-- TASK DETAILS --
The answer must be the full set of records, repeated exactly.

-- Region pointing data --
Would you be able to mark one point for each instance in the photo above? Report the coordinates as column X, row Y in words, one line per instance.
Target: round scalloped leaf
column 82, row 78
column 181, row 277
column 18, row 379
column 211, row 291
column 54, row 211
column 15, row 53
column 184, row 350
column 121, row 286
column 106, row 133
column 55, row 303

-- EXERCISE RESULT --
Would you be able to mark one point for each instance in the photo above? Report the coordinates as column X, row Y in words, one line per instance.
Target: round scalloped leaf
column 82, row 78
column 181, row 277
column 18, row 379
column 211, row 291
column 54, row 211
column 15, row 53
column 184, row 350
column 121, row 286
column 106, row 133
column 55, row 303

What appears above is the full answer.